_Instruction_. Copy the lines of each of the following records character for character.

[START Material provided]

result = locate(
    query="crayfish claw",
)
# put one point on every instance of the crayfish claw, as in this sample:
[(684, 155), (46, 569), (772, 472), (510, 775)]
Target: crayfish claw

[END Material provided]

_Full answer_.
result = locate(
    query="crayfish claw",
)
# put one point on every instance of the crayfish claw, as in this sample:
[(684, 155), (46, 569), (772, 472), (510, 775)]
Target: crayfish claw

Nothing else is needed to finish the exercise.